(Object pointing dataset entries)
%%

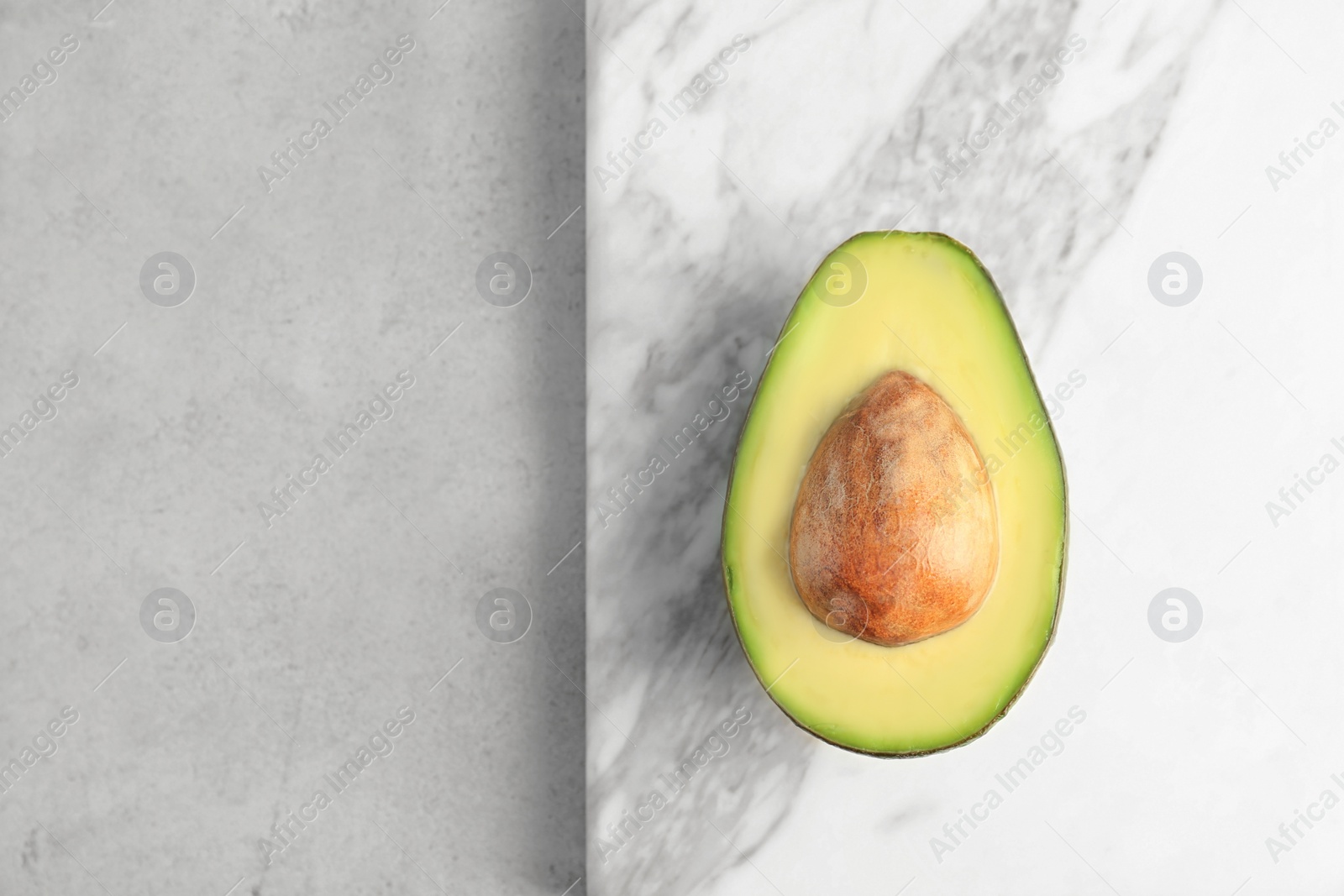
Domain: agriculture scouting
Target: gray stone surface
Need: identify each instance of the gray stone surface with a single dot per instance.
(312, 627)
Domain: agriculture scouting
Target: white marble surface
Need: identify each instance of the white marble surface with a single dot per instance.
(1156, 139)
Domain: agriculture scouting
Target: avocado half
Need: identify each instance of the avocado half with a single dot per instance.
(921, 304)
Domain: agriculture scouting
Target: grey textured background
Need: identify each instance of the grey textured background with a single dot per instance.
(358, 600)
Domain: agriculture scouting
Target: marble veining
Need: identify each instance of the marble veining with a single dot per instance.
(839, 117)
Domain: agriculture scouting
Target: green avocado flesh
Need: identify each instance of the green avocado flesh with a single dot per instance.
(921, 304)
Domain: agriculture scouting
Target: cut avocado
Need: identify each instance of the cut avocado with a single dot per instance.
(913, 313)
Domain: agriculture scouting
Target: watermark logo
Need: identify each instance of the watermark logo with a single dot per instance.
(45, 407)
(843, 281)
(1175, 280)
(167, 280)
(1175, 616)
(1052, 743)
(167, 616)
(503, 616)
(45, 71)
(503, 280)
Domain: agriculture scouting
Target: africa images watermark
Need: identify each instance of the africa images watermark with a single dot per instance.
(45, 407)
(45, 746)
(45, 71)
(1292, 159)
(1292, 495)
(1290, 833)
(712, 76)
(622, 495)
(381, 745)
(655, 801)
(381, 71)
(1052, 73)
(1052, 743)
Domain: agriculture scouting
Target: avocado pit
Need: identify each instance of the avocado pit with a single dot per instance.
(894, 535)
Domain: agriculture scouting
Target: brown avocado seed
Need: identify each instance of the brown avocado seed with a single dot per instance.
(894, 533)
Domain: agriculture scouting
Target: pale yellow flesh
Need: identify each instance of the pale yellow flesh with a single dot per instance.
(929, 311)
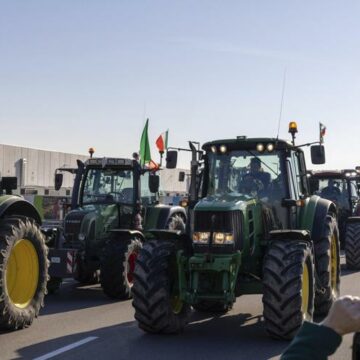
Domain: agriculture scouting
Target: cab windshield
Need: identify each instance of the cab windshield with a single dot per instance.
(242, 172)
(108, 186)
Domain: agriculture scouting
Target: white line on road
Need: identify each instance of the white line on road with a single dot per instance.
(66, 348)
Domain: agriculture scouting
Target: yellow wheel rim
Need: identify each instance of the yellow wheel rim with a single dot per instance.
(333, 264)
(22, 273)
(176, 305)
(305, 292)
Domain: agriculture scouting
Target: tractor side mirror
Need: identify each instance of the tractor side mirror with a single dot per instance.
(9, 183)
(181, 176)
(154, 183)
(318, 154)
(356, 346)
(171, 159)
(58, 181)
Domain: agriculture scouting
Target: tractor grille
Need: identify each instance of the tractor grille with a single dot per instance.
(72, 225)
(223, 221)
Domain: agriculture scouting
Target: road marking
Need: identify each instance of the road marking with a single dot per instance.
(66, 348)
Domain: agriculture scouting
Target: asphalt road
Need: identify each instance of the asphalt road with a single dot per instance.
(81, 323)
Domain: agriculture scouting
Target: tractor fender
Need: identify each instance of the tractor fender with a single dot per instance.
(15, 205)
(316, 218)
(288, 234)
(157, 217)
(126, 234)
(353, 219)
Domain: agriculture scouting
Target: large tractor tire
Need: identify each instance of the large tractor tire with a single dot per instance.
(352, 245)
(82, 274)
(158, 308)
(288, 280)
(327, 265)
(23, 272)
(117, 267)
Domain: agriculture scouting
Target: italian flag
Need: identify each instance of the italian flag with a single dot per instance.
(145, 155)
(161, 141)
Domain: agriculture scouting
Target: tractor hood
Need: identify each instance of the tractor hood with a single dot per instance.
(225, 202)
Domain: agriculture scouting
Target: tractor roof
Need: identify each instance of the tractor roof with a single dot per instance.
(109, 162)
(242, 142)
(343, 174)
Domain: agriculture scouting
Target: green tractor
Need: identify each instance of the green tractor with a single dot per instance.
(342, 187)
(23, 259)
(254, 229)
(113, 201)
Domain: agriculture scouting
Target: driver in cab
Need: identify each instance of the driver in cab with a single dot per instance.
(257, 173)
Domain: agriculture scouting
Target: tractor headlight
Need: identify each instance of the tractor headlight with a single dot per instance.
(220, 238)
(201, 237)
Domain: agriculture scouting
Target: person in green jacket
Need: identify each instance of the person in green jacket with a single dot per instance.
(318, 341)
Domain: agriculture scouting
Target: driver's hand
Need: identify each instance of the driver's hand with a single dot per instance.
(344, 315)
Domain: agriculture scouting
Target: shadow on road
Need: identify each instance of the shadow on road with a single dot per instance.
(73, 296)
(227, 337)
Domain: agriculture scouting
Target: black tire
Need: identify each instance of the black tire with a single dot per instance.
(287, 299)
(53, 284)
(82, 274)
(117, 267)
(352, 246)
(327, 265)
(157, 308)
(212, 307)
(22, 249)
(176, 222)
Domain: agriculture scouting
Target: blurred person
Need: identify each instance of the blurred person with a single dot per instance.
(318, 341)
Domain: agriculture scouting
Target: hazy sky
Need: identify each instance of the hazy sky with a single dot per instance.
(75, 74)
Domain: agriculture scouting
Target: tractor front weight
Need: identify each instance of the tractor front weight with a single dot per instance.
(208, 277)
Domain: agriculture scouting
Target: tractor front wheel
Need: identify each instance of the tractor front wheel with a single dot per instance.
(352, 245)
(23, 272)
(158, 307)
(288, 280)
(117, 267)
(327, 265)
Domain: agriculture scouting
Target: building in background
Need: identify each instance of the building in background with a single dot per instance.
(35, 171)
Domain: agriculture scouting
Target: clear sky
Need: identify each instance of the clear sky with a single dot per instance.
(75, 74)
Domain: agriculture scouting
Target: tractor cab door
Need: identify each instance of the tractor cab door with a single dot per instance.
(298, 187)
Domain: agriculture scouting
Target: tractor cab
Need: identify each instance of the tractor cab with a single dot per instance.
(340, 187)
(255, 229)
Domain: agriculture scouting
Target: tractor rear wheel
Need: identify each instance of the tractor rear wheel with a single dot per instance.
(117, 267)
(158, 308)
(23, 272)
(352, 245)
(327, 265)
(288, 280)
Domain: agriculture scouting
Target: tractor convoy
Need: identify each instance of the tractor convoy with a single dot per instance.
(114, 200)
(342, 188)
(255, 230)
(255, 221)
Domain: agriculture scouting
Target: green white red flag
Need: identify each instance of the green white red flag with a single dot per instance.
(161, 141)
(322, 132)
(145, 155)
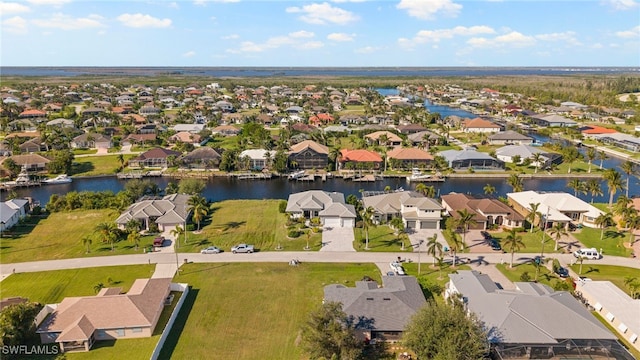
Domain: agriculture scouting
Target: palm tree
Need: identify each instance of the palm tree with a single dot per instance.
(533, 214)
(515, 182)
(512, 243)
(614, 183)
(86, 241)
(465, 219)
(629, 168)
(434, 248)
(591, 154)
(198, 207)
(489, 189)
(557, 232)
(604, 220)
(593, 187)
(367, 222)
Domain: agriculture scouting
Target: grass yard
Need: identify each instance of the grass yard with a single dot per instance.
(58, 236)
(252, 311)
(264, 227)
(613, 242)
(97, 165)
(381, 239)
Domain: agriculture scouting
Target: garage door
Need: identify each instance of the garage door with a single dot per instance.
(428, 225)
(332, 222)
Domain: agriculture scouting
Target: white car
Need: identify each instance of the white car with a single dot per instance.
(589, 254)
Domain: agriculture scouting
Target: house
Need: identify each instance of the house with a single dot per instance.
(509, 137)
(486, 212)
(156, 157)
(201, 158)
(78, 322)
(619, 309)
(471, 159)
(381, 313)
(166, 212)
(330, 207)
(309, 154)
(11, 211)
(407, 158)
(533, 321)
(359, 159)
(91, 141)
(479, 125)
(384, 138)
(556, 207)
(415, 210)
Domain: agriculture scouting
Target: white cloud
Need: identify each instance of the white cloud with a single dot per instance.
(12, 8)
(302, 34)
(340, 37)
(629, 34)
(324, 13)
(15, 25)
(143, 21)
(67, 22)
(435, 36)
(622, 4)
(427, 9)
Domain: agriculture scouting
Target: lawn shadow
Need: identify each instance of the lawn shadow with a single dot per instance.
(178, 326)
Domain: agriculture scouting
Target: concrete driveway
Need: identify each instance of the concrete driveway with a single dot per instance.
(337, 239)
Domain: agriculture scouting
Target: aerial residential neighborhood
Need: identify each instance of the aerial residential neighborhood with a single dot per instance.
(162, 220)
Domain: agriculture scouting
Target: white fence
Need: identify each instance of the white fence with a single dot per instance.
(184, 288)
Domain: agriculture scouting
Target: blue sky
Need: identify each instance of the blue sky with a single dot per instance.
(320, 33)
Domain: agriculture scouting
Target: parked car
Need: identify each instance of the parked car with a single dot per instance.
(242, 248)
(211, 250)
(590, 254)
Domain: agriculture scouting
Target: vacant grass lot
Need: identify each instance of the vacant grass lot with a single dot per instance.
(256, 222)
(252, 311)
(58, 236)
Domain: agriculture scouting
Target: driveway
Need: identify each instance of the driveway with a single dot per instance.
(337, 239)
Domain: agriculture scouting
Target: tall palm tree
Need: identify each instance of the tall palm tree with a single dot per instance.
(614, 183)
(465, 219)
(604, 220)
(557, 232)
(515, 182)
(629, 168)
(489, 189)
(434, 248)
(367, 222)
(512, 243)
(591, 154)
(533, 215)
(593, 187)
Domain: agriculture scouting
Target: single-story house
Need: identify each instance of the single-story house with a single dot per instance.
(533, 321)
(466, 159)
(78, 322)
(415, 210)
(618, 308)
(309, 154)
(330, 207)
(167, 212)
(486, 211)
(556, 207)
(509, 137)
(156, 157)
(381, 313)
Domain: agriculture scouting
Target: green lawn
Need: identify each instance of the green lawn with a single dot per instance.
(613, 242)
(97, 165)
(58, 236)
(381, 239)
(263, 226)
(244, 311)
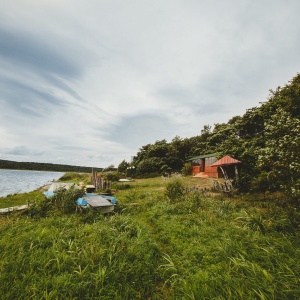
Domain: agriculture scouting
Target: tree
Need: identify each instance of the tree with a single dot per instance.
(281, 153)
(123, 166)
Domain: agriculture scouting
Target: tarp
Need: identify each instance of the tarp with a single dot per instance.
(225, 161)
(81, 202)
(61, 185)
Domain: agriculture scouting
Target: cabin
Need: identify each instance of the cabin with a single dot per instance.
(208, 166)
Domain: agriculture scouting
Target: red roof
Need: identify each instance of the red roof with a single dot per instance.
(225, 161)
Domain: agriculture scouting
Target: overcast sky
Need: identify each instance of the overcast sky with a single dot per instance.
(90, 82)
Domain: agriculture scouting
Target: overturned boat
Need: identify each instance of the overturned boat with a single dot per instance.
(104, 203)
(55, 186)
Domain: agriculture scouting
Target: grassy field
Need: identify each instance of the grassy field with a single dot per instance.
(194, 246)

%%

=== Job ===
Count the lines in the material above that contain the string "tall", matching case exactly. Reply with the number alone.

=== Task response ===
2